### Problem to work on
Rewrite each of the records below, changing "instance" to "occurrence" wherever it appears and keeping every other word the same.

### Records provided
----

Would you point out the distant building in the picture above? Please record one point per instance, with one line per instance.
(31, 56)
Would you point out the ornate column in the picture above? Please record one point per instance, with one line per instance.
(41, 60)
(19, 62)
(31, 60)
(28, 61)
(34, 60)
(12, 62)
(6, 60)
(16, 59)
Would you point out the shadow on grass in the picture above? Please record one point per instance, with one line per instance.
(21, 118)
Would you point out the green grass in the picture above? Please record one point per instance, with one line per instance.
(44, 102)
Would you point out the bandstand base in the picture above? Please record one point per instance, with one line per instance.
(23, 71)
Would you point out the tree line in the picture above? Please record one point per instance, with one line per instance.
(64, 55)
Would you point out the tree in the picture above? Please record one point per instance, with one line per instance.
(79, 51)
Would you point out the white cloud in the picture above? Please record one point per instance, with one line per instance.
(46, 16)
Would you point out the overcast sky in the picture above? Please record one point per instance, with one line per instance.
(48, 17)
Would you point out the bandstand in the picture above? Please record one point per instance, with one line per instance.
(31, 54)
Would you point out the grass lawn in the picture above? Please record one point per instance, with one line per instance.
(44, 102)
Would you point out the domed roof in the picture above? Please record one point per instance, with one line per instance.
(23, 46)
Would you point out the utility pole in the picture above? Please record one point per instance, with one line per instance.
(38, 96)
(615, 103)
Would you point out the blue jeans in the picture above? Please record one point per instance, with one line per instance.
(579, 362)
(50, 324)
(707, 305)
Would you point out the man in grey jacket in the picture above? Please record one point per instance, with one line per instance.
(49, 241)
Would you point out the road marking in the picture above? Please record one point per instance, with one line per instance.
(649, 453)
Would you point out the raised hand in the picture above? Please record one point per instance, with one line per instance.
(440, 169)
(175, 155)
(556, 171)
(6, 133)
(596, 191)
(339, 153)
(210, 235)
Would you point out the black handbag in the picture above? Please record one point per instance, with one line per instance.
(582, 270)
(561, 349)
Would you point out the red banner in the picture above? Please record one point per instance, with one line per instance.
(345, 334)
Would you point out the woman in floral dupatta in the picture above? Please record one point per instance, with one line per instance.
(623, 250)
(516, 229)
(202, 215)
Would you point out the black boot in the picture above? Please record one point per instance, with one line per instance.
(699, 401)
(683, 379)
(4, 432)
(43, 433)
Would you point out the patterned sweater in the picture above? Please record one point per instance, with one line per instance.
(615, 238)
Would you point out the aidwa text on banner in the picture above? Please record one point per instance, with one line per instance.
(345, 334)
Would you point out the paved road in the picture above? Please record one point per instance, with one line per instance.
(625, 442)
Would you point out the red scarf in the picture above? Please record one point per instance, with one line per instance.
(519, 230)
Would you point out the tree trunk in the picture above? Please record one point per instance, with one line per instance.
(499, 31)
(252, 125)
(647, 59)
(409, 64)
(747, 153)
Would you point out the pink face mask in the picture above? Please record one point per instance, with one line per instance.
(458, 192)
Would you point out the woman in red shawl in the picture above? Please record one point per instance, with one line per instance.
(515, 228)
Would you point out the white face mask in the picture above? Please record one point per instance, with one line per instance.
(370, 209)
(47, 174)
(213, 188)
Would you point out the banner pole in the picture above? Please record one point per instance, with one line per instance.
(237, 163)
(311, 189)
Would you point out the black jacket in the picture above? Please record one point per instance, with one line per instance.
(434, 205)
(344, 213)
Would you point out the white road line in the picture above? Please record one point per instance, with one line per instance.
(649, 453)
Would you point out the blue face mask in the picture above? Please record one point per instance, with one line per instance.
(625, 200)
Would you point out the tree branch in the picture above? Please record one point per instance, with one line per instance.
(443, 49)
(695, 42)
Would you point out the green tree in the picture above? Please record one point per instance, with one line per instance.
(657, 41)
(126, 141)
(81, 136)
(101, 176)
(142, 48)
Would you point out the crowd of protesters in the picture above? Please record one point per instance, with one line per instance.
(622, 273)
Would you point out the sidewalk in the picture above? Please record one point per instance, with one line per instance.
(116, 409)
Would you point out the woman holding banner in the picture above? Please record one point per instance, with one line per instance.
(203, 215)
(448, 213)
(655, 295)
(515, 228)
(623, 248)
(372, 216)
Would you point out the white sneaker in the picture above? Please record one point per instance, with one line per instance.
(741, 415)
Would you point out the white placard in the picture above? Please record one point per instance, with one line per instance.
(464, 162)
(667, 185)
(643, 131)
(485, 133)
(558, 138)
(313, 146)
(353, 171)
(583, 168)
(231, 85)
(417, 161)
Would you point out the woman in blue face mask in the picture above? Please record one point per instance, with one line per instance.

----

### Right answer
Would you point out the distant building in the picture above? Please record one point per occurrence, with one line per occurrence.
(31, 56)
Would you point out the ornate column in the picture above? Please record one point per occurrence, with one line per occurrence.
(41, 60)
(19, 62)
(31, 60)
(28, 61)
(34, 60)
(12, 62)
(6, 60)
(16, 59)
Would you point out the shadow on grass in the picture above? Please record one point per occurrence, with one line per occurrence.
(21, 118)
Would you point out the green grass in the picture above? Please record one point per occurrence, with one line per occurrence.
(44, 102)
Would you point out the bandstand base in the picture above? Please record one point per occurrence, with one line per occurrence.
(23, 71)
Would you point out the tree line in the picture above? Please record one point per occurrence, with one line per occurrence.
(64, 55)
Would you point out the tree in the picture above? Please record one point per occurrence, with one line per occurrence.
(79, 51)
Would you point out the white cloud in the picture above? Please record one point per occurrence, with one line per occurrence.
(46, 16)
Would you point out the overcast sky in the picture above? Please record one point per occurrence, with one line per occurrence.
(48, 17)
Would you point out the bandstand in the picture above? Please record one point per occurrence, with one line per occurrence.
(31, 54)
Would you point out the grass lawn in the picture above? Please record one point per occurrence, with one line per occurrence.
(44, 102)
Would you point out the domed roof in the picture above? Please record one point per occurrence, with one line per occurrence.
(23, 46)
Would you point out the utility pole in the picture above? Please record one point per occurrence, with one line per occurrence.
(38, 96)
(615, 103)
Would you point out the blue jeans in the picture above? Please record one point per occurrence, with one line per occurrence.
(579, 362)
(50, 324)
(707, 305)
Would you point out the man in grey jacket in the picture above? Please record one point per occurrence, with one line per occurrence.
(49, 241)
Would you point out the road marking in the picture above? Please record one point per occurrence, with one line per occurrence.
(649, 453)
Would you point out the raised hand in the picture above? Please record one point per occurrence, with one line per occurrence.
(440, 169)
(175, 155)
(556, 171)
(6, 133)
(596, 191)
(339, 153)
(210, 235)
Would you point out the black handbag in the picture above? Please record one point per occurrence, with one line per occurrence.
(582, 270)
(561, 349)
Would you point out the red banner in the picture above? Please record one point per occurrence, with one line per occurrence.
(345, 334)
Would you point out the woman in floral dupatta in the picture above? Please record one point per occurrence, with one line per occurrence.
(623, 250)
(516, 229)
(202, 215)
Would you point out the black boot in the picture above? Please record one point per occurrence, with one line per occurrence.
(699, 401)
(683, 379)
(4, 432)
(43, 433)
Would you point out the patterned sweater in the picture above? Please record one point per occurrence, with one line per occurrence.
(615, 238)
Would you point out the aidwa text on banner in the picture above? Please record one point per occurrence, with one line per occurrence.
(345, 334)
Would you point out the paved road in the picture above? Please record one point per occurrence, with one line per occurrence.
(625, 442)
Would you point out the red scarf in the picture above? Please record one point per occurrence, with one line per occurrence.
(519, 230)
Would you point out the tree trunk in the picture above? Please record one point per occurrence, with one line per occurrence.
(499, 31)
(252, 125)
(647, 59)
(409, 64)
(747, 153)
Would you point out the pink face mask in the picture above? Please record one point per occurrence, with one line per occurrence.
(458, 192)
Would you point out the woman in red shawl in the picture above? Please record one point per occurrence, with one line per occurrence.
(515, 228)
Would you point out the white face mask in the picture above? Please record one point per occurrence, with one line per occurrence.
(370, 209)
(47, 174)
(213, 188)
Would you point out the banner pole in the picture above? Please record one point per occurrence, with one line per occurrence.
(237, 163)
(311, 189)
Would you point out the black jacket in the picture above? Please record one point per occurrence, with one line per occurrence.
(434, 205)
(344, 213)
Would you point out the white road line in the picture above? Please record one point per occurrence, with one line per occurrence.
(649, 453)
Would you point out the blue face mask in the picture above? Please record one point per occurrence, with one line per occurrence.
(625, 200)
Would you point out the tree branch in the picture above? Please record one point per occurrence, with one line per occurrence.
(443, 49)
(695, 42)
Would you point out the green tree in the picture above? Please record one point per occurrence, with one line per occurrence.
(657, 41)
(126, 141)
(81, 136)
(101, 176)
(142, 48)
Would you point out the crowd of protesters in the picture above? Please record one point per occurrence, with one line per occurrence.
(622, 273)
Would you point out the sidewalk in the picture above? Please record one point per occurrence, with one line per occurrence.
(116, 409)
Would you point out the woman holding banner in the picture above? Please record one point per occurrence, with one line per occurrence.
(203, 215)
(448, 213)
(655, 295)
(515, 228)
(623, 248)
(372, 216)
Would you point out the white sneaker in the picture above? Please record one point per occurrence, with one line per occurrence.
(741, 415)
Would you point out the white placard in the picture above? Please record one point per occurrence, with one line per occurrence.
(464, 162)
(667, 185)
(643, 131)
(485, 133)
(558, 138)
(313, 146)
(353, 171)
(583, 168)
(231, 85)
(417, 161)
Would you point out the woman in blue face mask in the picture above? Please record one point per occurrence, with one line per occurrence.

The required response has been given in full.